DATA SECTION:
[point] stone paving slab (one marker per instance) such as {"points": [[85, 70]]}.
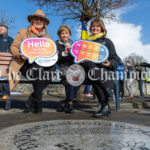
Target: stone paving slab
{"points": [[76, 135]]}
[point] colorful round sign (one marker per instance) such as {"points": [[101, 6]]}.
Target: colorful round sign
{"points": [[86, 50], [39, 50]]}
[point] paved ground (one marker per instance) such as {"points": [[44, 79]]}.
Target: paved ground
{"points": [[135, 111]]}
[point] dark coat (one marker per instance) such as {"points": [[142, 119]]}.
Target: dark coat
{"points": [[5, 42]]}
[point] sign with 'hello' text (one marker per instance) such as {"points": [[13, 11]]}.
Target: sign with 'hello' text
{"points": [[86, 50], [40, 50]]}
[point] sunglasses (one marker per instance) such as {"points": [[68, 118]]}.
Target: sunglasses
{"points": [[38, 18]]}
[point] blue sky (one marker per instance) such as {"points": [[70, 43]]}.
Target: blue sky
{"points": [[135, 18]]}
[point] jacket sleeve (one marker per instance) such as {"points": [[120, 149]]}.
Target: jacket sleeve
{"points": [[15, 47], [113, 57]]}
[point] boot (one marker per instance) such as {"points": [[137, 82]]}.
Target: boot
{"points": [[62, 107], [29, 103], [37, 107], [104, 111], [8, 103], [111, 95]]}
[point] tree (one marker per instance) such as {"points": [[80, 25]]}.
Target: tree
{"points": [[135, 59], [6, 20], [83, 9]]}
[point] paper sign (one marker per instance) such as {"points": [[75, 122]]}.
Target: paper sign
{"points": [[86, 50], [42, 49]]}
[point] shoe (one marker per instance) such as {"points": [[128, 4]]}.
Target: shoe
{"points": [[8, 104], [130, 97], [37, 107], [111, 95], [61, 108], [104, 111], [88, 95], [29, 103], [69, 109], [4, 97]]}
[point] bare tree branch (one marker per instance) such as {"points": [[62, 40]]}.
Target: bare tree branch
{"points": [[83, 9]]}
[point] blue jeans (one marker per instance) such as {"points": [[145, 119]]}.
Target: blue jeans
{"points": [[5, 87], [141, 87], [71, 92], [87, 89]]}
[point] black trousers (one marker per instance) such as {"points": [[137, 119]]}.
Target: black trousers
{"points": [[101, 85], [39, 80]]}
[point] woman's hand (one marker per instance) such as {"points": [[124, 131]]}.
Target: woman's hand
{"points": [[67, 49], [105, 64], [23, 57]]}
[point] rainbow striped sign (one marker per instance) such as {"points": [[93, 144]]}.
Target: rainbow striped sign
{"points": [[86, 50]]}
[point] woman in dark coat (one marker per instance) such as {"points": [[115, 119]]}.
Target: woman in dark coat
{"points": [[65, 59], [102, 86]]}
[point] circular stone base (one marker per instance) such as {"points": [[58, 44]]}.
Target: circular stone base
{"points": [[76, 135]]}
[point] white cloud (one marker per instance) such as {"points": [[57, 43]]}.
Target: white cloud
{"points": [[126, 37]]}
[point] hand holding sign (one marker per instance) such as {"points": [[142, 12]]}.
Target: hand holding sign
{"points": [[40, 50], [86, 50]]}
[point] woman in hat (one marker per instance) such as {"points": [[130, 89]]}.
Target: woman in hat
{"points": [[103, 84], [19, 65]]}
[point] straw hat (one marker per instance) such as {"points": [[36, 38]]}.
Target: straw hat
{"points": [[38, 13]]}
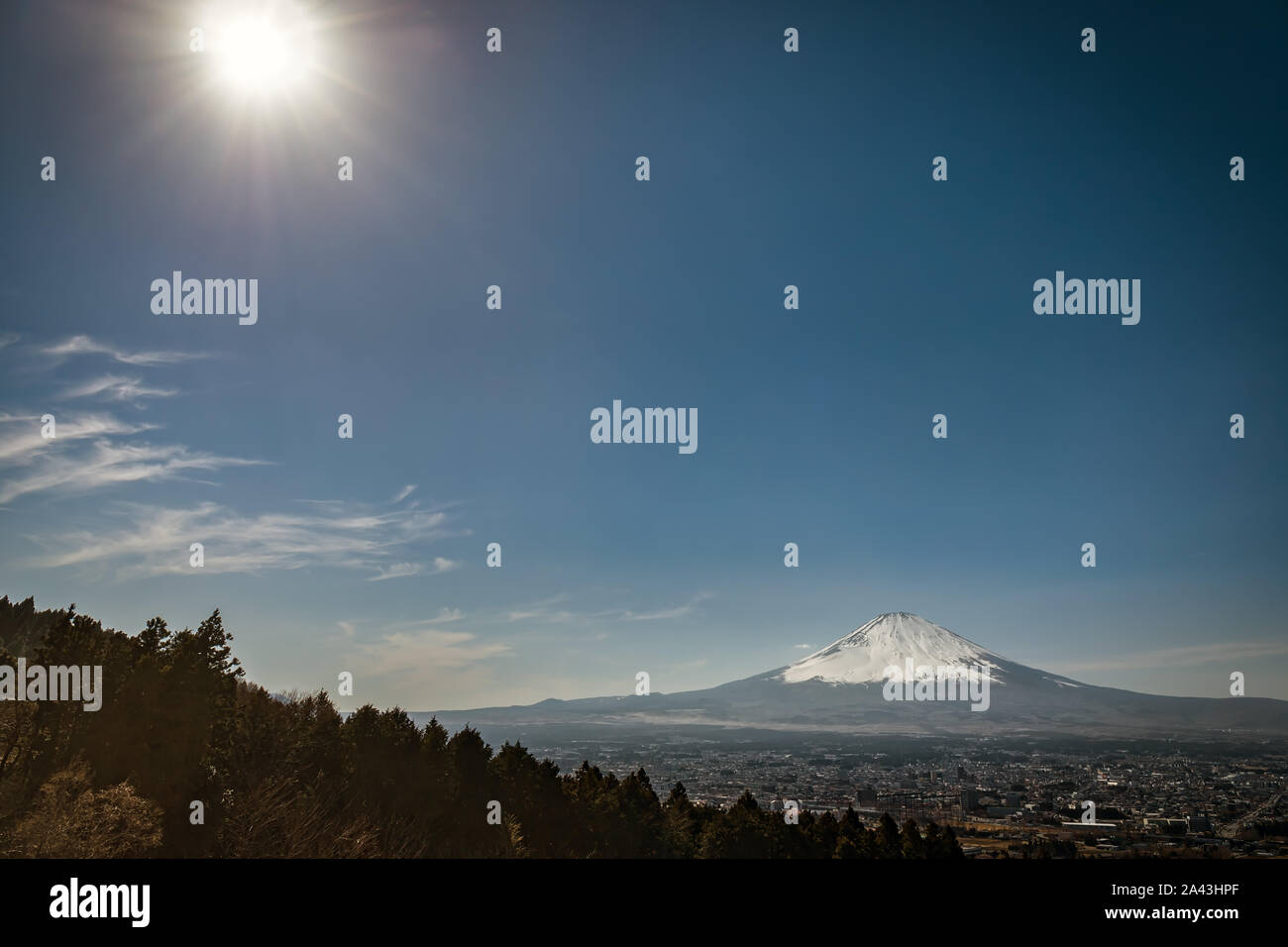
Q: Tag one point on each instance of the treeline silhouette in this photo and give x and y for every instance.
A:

YOUR GOAL: Can you rewrite all of the material above with every "dark coat" changed to "black coat" and nothing else altered? Leave the pictures out of your answer.

WRITTEN RESPONSE:
[point] stone paving slab (one marker per instance) such as {"points": [[85, 70]]}.
Target: stone paving slab
{"points": [[76, 135]]}
[point] colorful round sign (one marker per instance) such as {"points": [[101, 6]]}.
Target: colorful round sign
{"points": [[86, 50], [39, 50]]}
[point] paved ground (one marker per instance) such as {"points": [[44, 79]]}.
Target: paved ground
{"points": [[135, 111]]}
[point] black coat (one marker per instance) such as {"points": [[142, 119]]}.
Target: black coat
{"points": [[5, 42]]}
[point] sign with 'hello' text (one marker per instance) such as {"points": [[13, 11]]}.
Target: sign with 'hello' text
{"points": [[86, 50], [40, 50]]}
[point] sunglasses (one marker per instance) such as {"points": [[68, 118]]}.
Target: sunglasses
{"points": [[38, 18]]}
[point] blue sky (one marker per instance) such as {"points": [[70, 43]]}.
Target: blue sky
{"points": [[135, 18]]}
[point] jacket sleeve (one marker per instance) such as {"points": [[120, 149]]}.
Target: jacket sleeve
{"points": [[15, 47], [113, 57]]}
[point] boot (one marker per instance) such as {"points": [[137, 82]]}.
Target: boot
{"points": [[62, 107], [29, 103], [37, 107], [104, 111], [8, 103], [111, 95]]}
[point] tree (one marker per instance) such as {"points": [[80, 25]]}.
Target: tree
{"points": [[135, 59], [6, 20], [83, 9]]}
[point] paper sign (one marker per instance) such as {"points": [[75, 122]]}.
Target: paper sign
{"points": [[86, 50], [42, 49]]}
[point] shoe (one marker per instance) such as {"points": [[128, 4]]}.
Target: shoe
{"points": [[8, 104], [130, 97], [37, 107], [111, 95], [61, 108], [104, 111], [88, 95], [29, 103], [69, 109], [4, 97]]}
[point] bare tree branch (one marker per instance) such as {"points": [[62, 40]]}.
Target: bare tree branch
{"points": [[83, 9]]}
[point] blue jeans (one marker per instance) such as {"points": [[145, 119]]}.
Target: blue jeans
{"points": [[5, 87], [141, 87], [71, 92], [87, 89]]}
[point] black trousers (one marker per instance) such as {"points": [[137, 119]]}.
Target: black trousers
{"points": [[101, 85], [39, 80]]}
[point] woman's hand (one marker per instance) such as {"points": [[124, 131]]}.
Target: woman's hand
{"points": [[67, 49], [105, 64], [23, 57]]}
[point] rainbow striped sign (one marker per instance) such as {"points": [[93, 144]]}.
Target: rainbow striped sign
{"points": [[86, 50]]}
[point] woman in black coat (one marker per instance) such as {"points": [[115, 119]]}.
Target: woman in black coat
{"points": [[65, 59], [102, 86]]}
[point] circular stone base (one marker per instance) such as {"points": [[58, 44]]}.
Target: circular stone base
{"points": [[76, 135]]}
[point] white cloud (one marker per instance) such as {"points": [[57, 43]]}.
Target: white cloud
{"points": [[126, 37]]}
[point] hand holding sign (one marker per instance) such as {"points": [[142, 12]]}.
Target: hand holding sign
{"points": [[40, 50], [86, 50]]}
[point] woman in hat (one marker per instance) such as {"points": [[130, 89]]}.
Target: woman in hat
{"points": [[103, 84], [19, 65]]}
[point] straw hat (one marker per instance) such as {"points": [[36, 38]]}.
Target: straw hat
{"points": [[38, 13]]}
Q: Tag one point on each instance of the treeline silhouette in this photo and give x and y for every instance.
A:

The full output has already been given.